*Supplied text*
☆ ☆ ☆ ☆
The promising future of electronic sensors

Applications include bridge monitoring, biomedicine

Electrical engineering is a field that can be applied in a variety of areas, such as sustainable technology and health sciences.  

U of M professor of electrical and computer engineering Douglas Thomson researches the development of electronic sensors for many purposes.  

One of his projects uses the sensors to analyze cells. The sensors can measure the electrical properties of cells to monitor changes in their physiology.   

Because ions conduct electricity, engineers can use electrical methods to track cell ion contents. If they observe that a cell’s ion content has dropped significantly, they can declare that cell to be non-viable.  

The same methods can be used to determine how cancerous a cell may be. Cells can be cancerous to different degrees, and how cancerous a cell is can be tracked by observing electrical changes. There are also some electrical changes linked to the activation of white blood cells when they encounter infections.  

Thomson and his team aim to develop a device that can test a cell’s electrical properties at a relatively low cost with a short turnaround time.  

Being able to analyze cells is important for the development of biomedicine. Several new drugs are produced by cells, particularly those used to treat cancer.
☆ ☆ ☆ ☆
*Work request 1*
In the article on electronic sensors, what can engineers conclude about a cell whose ion content has dropped significantly?
*Work request 2*
From the article on electronic sensors, write out everything from "The promising future" down to "to be non-viable.", with "sensors" swapped for "detectors".
*Work request 3*
Go on with the article on electronic sensors, picking up after its final sentence.
You won't need the lines that come next.

[Data records]
☆ ☆ ☆ ☆
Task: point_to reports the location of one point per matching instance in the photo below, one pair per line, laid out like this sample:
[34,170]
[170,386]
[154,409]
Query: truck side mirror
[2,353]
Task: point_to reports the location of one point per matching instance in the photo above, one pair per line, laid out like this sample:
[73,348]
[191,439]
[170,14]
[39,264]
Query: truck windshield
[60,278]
☆ ☆ ☆ ☆
*Result 1*
They can declare that cell to be non-viable.

*Result 2*
The promising future of electronic detectors

Applications include bridge monitoring, biomedicine

Electrical engineering is a field that can be applied in a variety of areas, such as sustainable technology and health sciences.  

U of M professor of electrical and computer engineering Douglas Thomson researches the development of electronic detectors for many purposes.  

One of his projects uses the detectors to analyze cells. The detectors can measure the electrical properties of cells to monitor changes in their physiology.   

Because ions conduct electricity, engineers can use electrical methods to track cell ion contents. If they observe that a cell’s ion content has dropped significantly, they can declare that cell to be non-viable.

*Result 3*
Biomanufacturers will modify a cell to make it produce a given drug. The production process is somewhat delicate because the drug must be extracted at the right time.  

Waiting too long to harvest the drug can result in the protein not being in its proper shape. The incorrect protein folding can prevent the drug from activating. Electric cell monitors can be used to optimize protein production by calculating the ideal extraction time.  

Another type of electronic sensor that Thomson researches is used for the structural monitoring of bridges. These sensors can detect damage such as cracks and corrosion.  

Some age-related changes in bridges are difficult to completely observe with the naked eye, so a sensor can assist in the monitoring process.  

Because infrastructure is involved, Thomson works with civil engineers. Civil engineers have a deeper knowledge of structures such as bridges than electrical engineers.  

“It has to be a real collaboration,” Thomson said. “You have to talk with them about what you’re going to do and what they need.” 

Building conditions are an area of difference between the two fields. Electrical engineers generally research in laboratory settings where temperature and humidity are controlled.  

Civil engineers, on the other hand, must prepare their inventions to withstand the elements, including extreme temperatures.  

“I think there’s as much distance between electrical engineering and civil engineering as there is between electrical engineering and microbiology,” Thomson said.  

Another reason that Thomson collaborates with others is that his projects of interest are often user-oriented. This means that he has to have more correspondence with the people who will be using his research.  

For bridges, Thomson and his team must work with governments to comply with regulations.  

Some engineering students participate in Thomson’s research, particularly in the area of hardware development. Having students work in the development process teaches them skills that are applicable anywhere in engineering.  

Thomson encourages students who are interested in this field to engage in research that will help them develop transferable engineering skills.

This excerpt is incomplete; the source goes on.